WORK TO COMPLETE »
Exactly as they stand, the data below are to be printed again.

Region pointing data »
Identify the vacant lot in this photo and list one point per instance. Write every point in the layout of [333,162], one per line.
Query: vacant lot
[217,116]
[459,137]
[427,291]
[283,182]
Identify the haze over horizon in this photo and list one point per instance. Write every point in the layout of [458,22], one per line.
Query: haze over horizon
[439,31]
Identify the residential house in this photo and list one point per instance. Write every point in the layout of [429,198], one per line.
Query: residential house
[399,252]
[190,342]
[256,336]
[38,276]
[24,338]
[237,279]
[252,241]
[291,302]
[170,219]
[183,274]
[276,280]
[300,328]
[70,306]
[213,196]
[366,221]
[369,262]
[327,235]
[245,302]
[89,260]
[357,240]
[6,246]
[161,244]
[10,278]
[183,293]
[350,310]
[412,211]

OUTPUT OF THE EXERCISE »
Identify the vacant lot in this photo and list one point per instance. Write every point in the layout of [333,162], one per line.
Query: vacant lot
[217,116]
[459,137]
[427,291]
[283,182]
Identify the haze over horizon in this photo and list one point per instance. Write every point in the layout of [458,22], one per line.
Query: haze over horizon
[439,31]
Identify the residential house in this photo and list one point per instance. Write every point in the layout of [429,198], one per line.
Query: residential house
[399,252]
[190,342]
[256,336]
[38,276]
[24,338]
[237,279]
[252,241]
[291,302]
[170,219]
[183,274]
[276,280]
[300,328]
[70,306]
[213,196]
[366,221]
[369,262]
[327,235]
[245,302]
[89,260]
[357,240]
[6,246]
[161,244]
[10,278]
[183,293]
[350,310]
[412,211]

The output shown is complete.